[The data]

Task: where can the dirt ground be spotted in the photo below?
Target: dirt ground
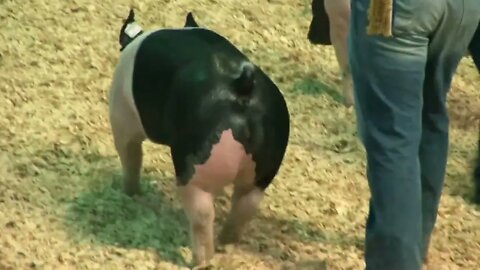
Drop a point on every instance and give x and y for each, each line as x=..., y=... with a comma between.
x=61, y=206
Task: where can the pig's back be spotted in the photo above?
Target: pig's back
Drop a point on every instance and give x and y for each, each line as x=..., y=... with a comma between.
x=162, y=55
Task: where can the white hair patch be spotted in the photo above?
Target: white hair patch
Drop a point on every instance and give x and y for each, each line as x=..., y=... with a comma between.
x=132, y=29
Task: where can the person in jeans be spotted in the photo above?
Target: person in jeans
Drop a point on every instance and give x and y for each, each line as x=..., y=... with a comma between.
x=400, y=86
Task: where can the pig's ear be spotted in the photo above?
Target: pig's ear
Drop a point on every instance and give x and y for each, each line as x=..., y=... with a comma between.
x=131, y=16
x=190, y=21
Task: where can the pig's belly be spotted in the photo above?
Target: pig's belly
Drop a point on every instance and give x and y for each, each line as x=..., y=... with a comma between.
x=228, y=163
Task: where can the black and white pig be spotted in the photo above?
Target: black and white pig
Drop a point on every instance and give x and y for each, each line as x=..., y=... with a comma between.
x=223, y=118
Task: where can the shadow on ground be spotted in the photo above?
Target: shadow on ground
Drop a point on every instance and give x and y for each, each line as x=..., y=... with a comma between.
x=314, y=87
x=151, y=221
x=148, y=221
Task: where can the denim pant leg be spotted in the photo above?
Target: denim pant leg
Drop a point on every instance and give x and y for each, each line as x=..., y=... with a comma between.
x=447, y=46
x=388, y=76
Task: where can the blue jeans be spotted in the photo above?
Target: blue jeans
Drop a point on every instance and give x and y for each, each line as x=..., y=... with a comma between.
x=400, y=86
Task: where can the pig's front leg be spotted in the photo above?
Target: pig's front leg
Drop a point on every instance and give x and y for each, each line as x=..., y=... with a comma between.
x=245, y=203
x=198, y=206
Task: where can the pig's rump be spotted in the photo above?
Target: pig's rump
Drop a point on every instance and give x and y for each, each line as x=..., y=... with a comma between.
x=227, y=163
x=183, y=91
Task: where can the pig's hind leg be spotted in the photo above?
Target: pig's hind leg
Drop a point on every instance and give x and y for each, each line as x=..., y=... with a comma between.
x=245, y=202
x=200, y=211
x=128, y=136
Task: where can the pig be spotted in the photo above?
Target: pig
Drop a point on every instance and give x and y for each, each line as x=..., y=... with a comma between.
x=224, y=120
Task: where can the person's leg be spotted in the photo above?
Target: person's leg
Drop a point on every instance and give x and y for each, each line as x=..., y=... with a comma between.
x=447, y=47
x=474, y=48
x=338, y=12
x=388, y=75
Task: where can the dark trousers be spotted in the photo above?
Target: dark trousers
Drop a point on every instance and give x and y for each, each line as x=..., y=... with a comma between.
x=401, y=85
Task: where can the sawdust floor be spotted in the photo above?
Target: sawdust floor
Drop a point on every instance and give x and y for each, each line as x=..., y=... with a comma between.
x=61, y=206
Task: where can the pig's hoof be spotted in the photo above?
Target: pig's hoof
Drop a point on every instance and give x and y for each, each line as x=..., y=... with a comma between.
x=228, y=237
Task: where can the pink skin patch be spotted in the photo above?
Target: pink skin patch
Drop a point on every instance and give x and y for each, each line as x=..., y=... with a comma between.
x=228, y=163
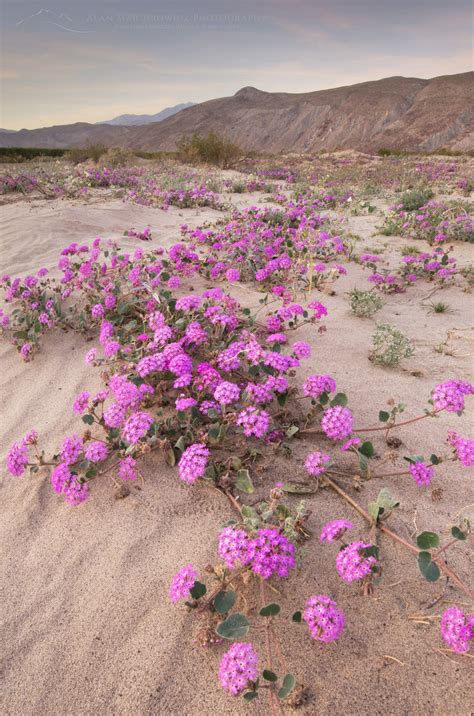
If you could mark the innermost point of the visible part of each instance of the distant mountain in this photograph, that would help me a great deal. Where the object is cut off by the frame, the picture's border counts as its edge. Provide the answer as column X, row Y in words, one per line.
column 396, row 112
column 134, row 120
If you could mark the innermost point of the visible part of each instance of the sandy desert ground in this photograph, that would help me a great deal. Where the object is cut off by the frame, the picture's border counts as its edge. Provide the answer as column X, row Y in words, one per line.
column 87, row 626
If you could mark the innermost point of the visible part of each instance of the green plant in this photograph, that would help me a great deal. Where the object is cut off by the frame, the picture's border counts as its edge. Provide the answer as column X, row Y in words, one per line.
column 390, row 345
column 211, row 148
column 439, row 307
column 415, row 199
column 77, row 155
column 364, row 304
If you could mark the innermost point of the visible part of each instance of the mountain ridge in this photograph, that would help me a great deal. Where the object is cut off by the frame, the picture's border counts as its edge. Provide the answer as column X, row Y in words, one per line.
column 396, row 112
column 133, row 120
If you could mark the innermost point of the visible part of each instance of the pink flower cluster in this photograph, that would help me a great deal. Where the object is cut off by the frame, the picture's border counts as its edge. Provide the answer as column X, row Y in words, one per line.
column 193, row 463
column 182, row 582
column 238, row 668
column 450, row 395
column 421, row 472
column 337, row 422
column 324, row 619
column 316, row 463
column 457, row 629
column 334, row 530
column 268, row 553
column 352, row 564
column 315, row 385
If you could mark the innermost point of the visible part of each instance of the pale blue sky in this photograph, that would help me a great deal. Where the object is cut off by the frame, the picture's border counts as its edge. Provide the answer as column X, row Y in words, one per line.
column 80, row 60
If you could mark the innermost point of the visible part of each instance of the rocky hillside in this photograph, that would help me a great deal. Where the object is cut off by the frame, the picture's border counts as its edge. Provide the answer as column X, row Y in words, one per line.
column 396, row 112
column 131, row 120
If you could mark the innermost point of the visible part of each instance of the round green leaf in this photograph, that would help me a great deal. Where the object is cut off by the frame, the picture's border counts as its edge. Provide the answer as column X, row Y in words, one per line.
column 367, row 449
column 458, row 534
column 250, row 695
column 339, row 399
column 198, row 590
column 270, row 610
column 235, row 626
column 289, row 683
column 224, row 602
column 243, row 482
column 269, row 675
column 427, row 567
column 427, row 540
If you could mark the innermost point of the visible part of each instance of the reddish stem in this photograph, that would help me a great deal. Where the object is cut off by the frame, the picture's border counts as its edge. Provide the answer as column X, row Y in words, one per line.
column 442, row 565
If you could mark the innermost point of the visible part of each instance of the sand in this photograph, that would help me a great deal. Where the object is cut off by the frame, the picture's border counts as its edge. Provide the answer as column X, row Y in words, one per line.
column 87, row 627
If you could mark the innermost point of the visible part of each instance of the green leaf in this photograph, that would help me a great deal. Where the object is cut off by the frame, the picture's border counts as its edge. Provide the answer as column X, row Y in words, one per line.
column 372, row 551
column 427, row 567
column 180, row 444
column 235, row 626
column 270, row 610
column 374, row 510
column 367, row 449
column 269, row 675
column 243, row 482
column 198, row 590
column 292, row 430
column 298, row 488
column 458, row 534
column 224, row 602
column 427, row 540
column 383, row 505
column 363, row 463
column 289, row 683
column 339, row 399
column 250, row 695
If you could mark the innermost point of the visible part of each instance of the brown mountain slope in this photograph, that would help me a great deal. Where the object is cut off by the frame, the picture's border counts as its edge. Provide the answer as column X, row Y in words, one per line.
column 396, row 112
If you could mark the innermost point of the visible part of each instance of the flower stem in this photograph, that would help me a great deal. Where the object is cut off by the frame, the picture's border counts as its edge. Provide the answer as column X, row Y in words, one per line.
column 442, row 565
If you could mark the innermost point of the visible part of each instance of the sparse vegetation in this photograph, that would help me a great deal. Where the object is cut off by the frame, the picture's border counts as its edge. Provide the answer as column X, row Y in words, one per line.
column 211, row 149
column 439, row 307
column 365, row 304
column 415, row 199
column 23, row 154
column 94, row 152
column 390, row 345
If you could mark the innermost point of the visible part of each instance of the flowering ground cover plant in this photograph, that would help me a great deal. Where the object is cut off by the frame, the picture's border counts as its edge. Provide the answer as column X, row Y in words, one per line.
column 212, row 386
column 436, row 222
column 271, row 247
column 215, row 388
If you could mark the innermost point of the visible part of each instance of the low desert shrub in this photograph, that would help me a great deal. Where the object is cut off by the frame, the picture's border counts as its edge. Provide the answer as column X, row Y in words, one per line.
column 211, row 149
column 390, row 345
column 94, row 152
column 364, row 304
column 415, row 199
column 117, row 157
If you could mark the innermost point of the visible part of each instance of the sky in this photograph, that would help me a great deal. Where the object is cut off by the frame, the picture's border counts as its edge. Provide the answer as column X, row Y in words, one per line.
column 87, row 61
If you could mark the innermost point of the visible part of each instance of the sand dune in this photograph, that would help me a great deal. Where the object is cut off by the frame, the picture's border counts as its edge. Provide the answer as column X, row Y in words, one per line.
column 87, row 627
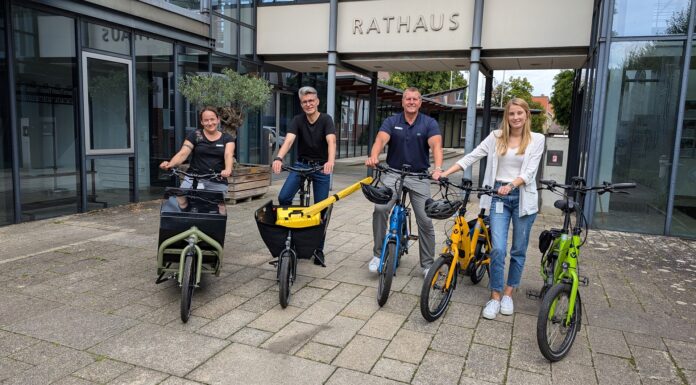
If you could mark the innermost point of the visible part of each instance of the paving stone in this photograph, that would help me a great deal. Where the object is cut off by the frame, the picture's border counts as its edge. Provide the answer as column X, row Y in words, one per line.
column 323, row 283
column 417, row 323
column 76, row 328
column 683, row 353
column 350, row 377
column 241, row 364
column 461, row 314
column 438, row 368
column 343, row 293
column 219, row 306
column 276, row 318
column 318, row 352
column 159, row 349
column 361, row 307
column 521, row 377
column 103, row 370
column 452, row 339
column 291, row 338
column 383, row 325
column 228, row 324
column 614, row 370
column 52, row 369
column 494, row 333
column 568, row 373
column 10, row 368
column 178, row 381
column 485, row 362
column 408, row 346
column 400, row 303
column 608, row 341
column 18, row 307
column 395, row 370
column 36, row 354
column 139, row 376
column 261, row 303
column 307, row 296
column 339, row 331
column 321, row 312
column 250, row 336
column 525, row 355
column 654, row 364
column 361, row 353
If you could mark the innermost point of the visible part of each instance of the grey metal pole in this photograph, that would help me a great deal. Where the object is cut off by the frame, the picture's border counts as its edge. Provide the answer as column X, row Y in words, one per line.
column 372, row 129
column 680, row 120
column 473, row 81
column 331, row 81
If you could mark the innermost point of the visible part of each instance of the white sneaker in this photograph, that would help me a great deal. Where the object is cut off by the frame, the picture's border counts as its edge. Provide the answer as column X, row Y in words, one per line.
column 492, row 309
column 374, row 265
column 506, row 307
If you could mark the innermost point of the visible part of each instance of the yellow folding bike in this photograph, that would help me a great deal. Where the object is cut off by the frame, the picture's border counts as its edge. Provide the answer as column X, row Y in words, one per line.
column 467, row 248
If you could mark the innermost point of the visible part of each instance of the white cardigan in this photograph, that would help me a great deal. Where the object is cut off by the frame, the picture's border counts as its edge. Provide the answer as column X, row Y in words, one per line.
column 529, row 201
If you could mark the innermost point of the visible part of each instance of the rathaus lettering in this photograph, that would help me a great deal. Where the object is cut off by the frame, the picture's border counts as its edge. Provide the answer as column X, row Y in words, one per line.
column 405, row 24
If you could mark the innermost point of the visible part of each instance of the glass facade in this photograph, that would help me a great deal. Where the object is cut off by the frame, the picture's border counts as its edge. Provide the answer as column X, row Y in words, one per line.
column 154, row 62
column 46, row 90
column 6, row 191
column 640, row 121
column 684, row 213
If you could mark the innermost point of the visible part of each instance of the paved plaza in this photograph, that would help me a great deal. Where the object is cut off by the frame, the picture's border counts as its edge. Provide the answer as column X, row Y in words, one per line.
column 80, row 306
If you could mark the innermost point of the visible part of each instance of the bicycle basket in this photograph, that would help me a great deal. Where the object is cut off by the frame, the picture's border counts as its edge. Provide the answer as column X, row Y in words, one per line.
column 441, row 208
column 375, row 194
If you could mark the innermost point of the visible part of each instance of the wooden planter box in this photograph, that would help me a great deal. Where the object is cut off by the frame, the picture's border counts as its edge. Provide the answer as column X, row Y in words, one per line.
column 248, row 181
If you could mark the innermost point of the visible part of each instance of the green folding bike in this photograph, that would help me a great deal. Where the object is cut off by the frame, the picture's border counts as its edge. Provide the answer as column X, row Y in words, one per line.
column 560, row 315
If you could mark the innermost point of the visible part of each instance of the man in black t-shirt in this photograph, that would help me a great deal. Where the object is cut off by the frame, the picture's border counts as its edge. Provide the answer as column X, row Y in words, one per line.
column 316, row 138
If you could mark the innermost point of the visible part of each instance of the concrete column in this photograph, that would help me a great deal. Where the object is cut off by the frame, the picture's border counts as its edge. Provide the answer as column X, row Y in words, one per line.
column 473, row 81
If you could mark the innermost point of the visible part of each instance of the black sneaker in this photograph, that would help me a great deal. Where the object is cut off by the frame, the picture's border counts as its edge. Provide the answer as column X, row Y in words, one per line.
column 319, row 258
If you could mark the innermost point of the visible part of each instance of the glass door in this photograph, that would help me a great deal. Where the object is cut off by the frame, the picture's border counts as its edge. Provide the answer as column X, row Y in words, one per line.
column 108, row 117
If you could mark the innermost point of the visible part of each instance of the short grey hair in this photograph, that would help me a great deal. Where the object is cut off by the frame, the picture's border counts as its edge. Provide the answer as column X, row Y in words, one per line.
column 306, row 90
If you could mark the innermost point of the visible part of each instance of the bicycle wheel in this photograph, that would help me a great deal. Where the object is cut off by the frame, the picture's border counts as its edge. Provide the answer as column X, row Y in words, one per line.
column 188, row 282
column 434, row 295
column 284, row 277
column 477, row 267
column 554, row 336
column 386, row 275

[/The data]

▶ What needs to be done: Return every line above that contains the word "person".

▶ Completed exercise:
Task: where can the person in jeans be spotted in the photo above?
Target: person in jeans
Task: where can the person's leg be spotted in the photo above?
Target: person's leg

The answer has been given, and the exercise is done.